Reproduce the lines of the following material verbatim, omitting the pictures from your answer.

— Start of SUPPLIED DATA —

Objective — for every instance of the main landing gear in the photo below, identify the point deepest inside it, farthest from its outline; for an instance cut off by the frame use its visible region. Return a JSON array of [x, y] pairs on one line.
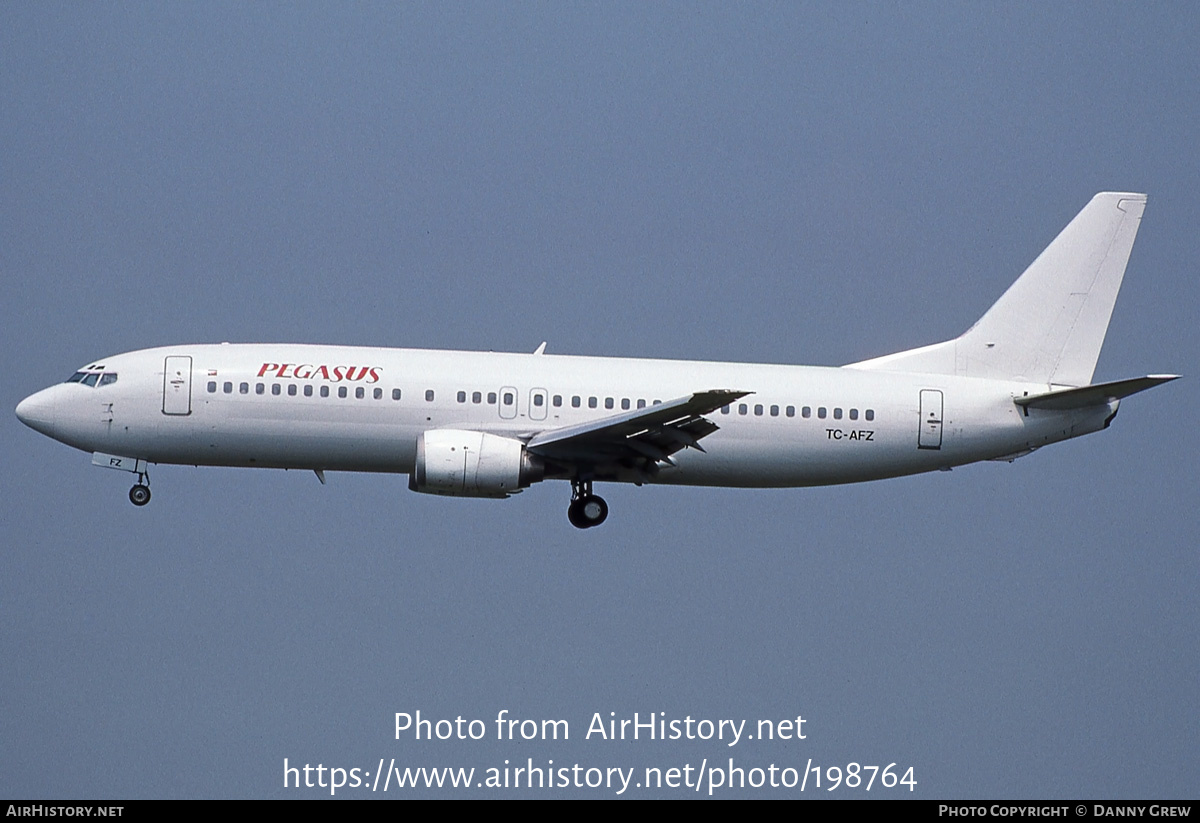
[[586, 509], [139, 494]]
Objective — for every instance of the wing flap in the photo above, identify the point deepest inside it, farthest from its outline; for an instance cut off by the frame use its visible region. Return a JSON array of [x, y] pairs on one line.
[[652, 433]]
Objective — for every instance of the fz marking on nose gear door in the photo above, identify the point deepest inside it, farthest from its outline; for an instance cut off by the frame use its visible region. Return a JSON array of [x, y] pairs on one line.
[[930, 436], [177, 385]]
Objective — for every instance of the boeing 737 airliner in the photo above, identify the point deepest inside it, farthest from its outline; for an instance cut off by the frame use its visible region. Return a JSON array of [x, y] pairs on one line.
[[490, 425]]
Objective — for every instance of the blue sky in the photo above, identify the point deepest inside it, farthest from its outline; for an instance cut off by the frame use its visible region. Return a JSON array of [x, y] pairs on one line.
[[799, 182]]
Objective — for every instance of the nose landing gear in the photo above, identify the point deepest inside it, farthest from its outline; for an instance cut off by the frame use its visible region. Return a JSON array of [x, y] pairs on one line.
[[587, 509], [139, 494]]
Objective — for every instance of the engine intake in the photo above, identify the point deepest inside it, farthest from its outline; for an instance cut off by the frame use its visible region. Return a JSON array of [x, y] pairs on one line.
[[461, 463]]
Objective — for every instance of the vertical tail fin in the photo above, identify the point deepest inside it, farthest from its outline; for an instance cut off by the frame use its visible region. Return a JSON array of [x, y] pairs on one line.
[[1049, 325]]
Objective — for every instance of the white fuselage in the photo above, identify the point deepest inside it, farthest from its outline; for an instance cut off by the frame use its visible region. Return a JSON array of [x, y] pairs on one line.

— End of SUPPLIED DATA —

_RESULT:_
Objective — for every instance of the main landing gear in the photo below, identify the point deepest inside it, farthest from its outline; for an instance cut off by the frame use its visible region. Return a JSON array of [x, y] pairs on one line.
[[586, 509], [139, 494]]
Objective — for every instance of the wing flap in the photo above, identify the point deepest inside it, farthest from its outline; for an instance cut off by the frame use its visible region. Return a JSON array of [x, y] pairs on one line.
[[652, 433]]
Objective — for every instance of the fz marking on nose gear door in the photo above, identify the point deepest inside it, farthest from its outline; for an instance cut off by the frame use its visible region. Return a JSON array of [x, y] pairs on one line.
[[930, 436], [177, 385]]
Objective — for every instance of the boeing 737 airliner in the photo above, identify the point deepest inside it, farthest from its outline; for an instance cut off by the frame use its visible region. Return a JSON array of [x, y] pairs on one line.
[[490, 425]]
Objective — for every instance of the blue sky in the photo above, identify the point deepest inside it, farthest from its outline; for an instance cut off by the frame use its visible region. Return a JSON array of [x, y] pairs on one line.
[[799, 182]]
Objective — for every instance of the nose landing gear in the photo above, identify the point deepest inside it, farthest from its outline; for an instance cut off by the frame use its visible region. Return a JSON array of [x, y] pairs on one line.
[[587, 509], [139, 494]]
Objective — for every instance of the engine intake in the photo above, identify the point deepest inside it, farthest from its outline; for an instance cut off by the frame use its visible region. Return a JSON array of [x, y] pairs on one line.
[[461, 463]]
Objective — for every instance of the vertical tail fin in the photo above, identify the point deepest inside it, farthest from its outline; for an instance cut off by the frame use its visible region. Return a JSON array of [x, y] pairs on one line.
[[1049, 325]]
Objective — for every instance of the white fuselage in the photo above, identify the point deepest inside it, farthest from its outline; for an instance cut off by the frame use its visible region. Return a JSON array of [x, y] pairs on one line.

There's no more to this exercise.